PROBLEM REQUIREMENTS
Update the blog passage below by rewriting it starting with "Again… defense mechanism." and going on through "rectifying my situation.", with "situation" changed to "predicament" throughout.

DOCUMENT EXCERPT
Again… defense mechanism.
So as you can imagine, when it comes to writing a blog chronicling the really dumb situation I put myself in, I try to find to add some levity.
Don’t think for a moment that this doesn’t mean I’m not taking my situation seriously. I’ve got hundreds of hours of lost sleep, stacks of notes from my doctor warning me of my elevated blood pressure, and more than a few new gray hairs in my beard to prove otherwise.
But I’m trying to share my story with others for two very important reasons: 1) I want others to understand that they aren’t alone in a situation such as this, and 2) I want to share the tips and tricks I learned for rectifying my situation.
If my blog was totally clinical and whimsy-free, I don’t think many people would bother to read for longer than a post or two. I try hard to make relatable posts, while at the same time providing some inspiration and enjoyment in the form of humor and an occasional scribble or two. It’s the kind of financial blog I’d want to read, and I hope that others do too.
So this blog serves the purpose of creating what I feel is valuable entertainment, but it’s also a coping mechanism for me of sorts. After all, if I really stop to think about the fact that I have OVER ONE HUNDRED THOUSAND DOLLARS in credit card debt, I’ll probably just pass out. However if I think about having that same amount of debt, but then see a cute little drawing of a guy with a shovel… It can’t be that bad right?

LISTED ENTRIES
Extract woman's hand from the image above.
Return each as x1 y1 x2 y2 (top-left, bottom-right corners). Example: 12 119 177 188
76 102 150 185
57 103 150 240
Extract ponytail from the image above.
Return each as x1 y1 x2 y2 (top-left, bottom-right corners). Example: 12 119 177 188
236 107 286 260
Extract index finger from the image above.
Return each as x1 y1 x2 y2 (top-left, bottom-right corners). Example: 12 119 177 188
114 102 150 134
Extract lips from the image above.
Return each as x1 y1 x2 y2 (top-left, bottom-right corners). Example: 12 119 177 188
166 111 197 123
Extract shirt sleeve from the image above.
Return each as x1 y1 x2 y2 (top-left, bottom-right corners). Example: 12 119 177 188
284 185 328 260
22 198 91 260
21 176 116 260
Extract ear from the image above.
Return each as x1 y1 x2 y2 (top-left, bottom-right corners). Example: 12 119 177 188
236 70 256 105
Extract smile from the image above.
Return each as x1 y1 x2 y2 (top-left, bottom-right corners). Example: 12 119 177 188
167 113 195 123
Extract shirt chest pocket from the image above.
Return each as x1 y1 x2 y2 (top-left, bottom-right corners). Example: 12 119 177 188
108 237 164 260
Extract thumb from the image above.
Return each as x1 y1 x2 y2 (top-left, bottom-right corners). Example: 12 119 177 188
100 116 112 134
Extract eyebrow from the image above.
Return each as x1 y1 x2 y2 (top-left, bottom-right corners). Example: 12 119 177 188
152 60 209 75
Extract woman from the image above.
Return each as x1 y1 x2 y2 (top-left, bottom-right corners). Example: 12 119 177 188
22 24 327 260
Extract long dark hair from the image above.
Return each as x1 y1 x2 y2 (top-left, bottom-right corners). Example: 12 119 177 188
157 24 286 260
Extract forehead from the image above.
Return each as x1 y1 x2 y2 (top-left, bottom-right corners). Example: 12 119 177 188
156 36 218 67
...
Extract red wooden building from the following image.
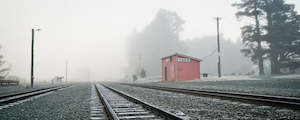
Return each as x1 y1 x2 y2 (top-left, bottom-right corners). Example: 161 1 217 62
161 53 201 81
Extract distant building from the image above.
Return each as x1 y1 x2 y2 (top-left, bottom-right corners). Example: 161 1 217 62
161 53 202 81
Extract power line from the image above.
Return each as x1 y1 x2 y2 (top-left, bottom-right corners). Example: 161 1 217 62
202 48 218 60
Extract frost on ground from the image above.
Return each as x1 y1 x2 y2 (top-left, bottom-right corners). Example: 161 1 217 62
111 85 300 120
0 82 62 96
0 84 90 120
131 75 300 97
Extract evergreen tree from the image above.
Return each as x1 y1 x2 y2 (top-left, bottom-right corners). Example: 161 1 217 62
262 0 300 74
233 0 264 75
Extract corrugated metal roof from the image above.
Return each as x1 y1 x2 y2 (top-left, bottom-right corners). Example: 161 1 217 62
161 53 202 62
--
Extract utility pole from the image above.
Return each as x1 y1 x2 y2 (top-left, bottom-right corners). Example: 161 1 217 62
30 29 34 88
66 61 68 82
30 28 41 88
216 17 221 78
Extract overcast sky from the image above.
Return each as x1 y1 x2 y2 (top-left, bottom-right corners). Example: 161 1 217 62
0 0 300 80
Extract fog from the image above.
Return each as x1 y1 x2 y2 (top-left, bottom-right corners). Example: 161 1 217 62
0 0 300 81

EXERCISE RESULT
Again… defense mechanism.
So as you can imagine, when it comes to writing a blog chronicling the really dumb predicament I put myself in, I try to find to add some levity.
Don’t think for a moment that this doesn’t mean I’m not taking my predicament seriously. I’ve got hundreds of hours of lost sleep, stacks of notes from my doctor warning me of my elevated blood pressure, and more than a few new gray hairs in my beard to prove otherwise.
But I’m trying to share my story with others for two very important reasons: 1) I want others to understand that they aren’t alone in a predicament such as this, and 2) I want to share the tips and tricks I learned for rectifying my predicament.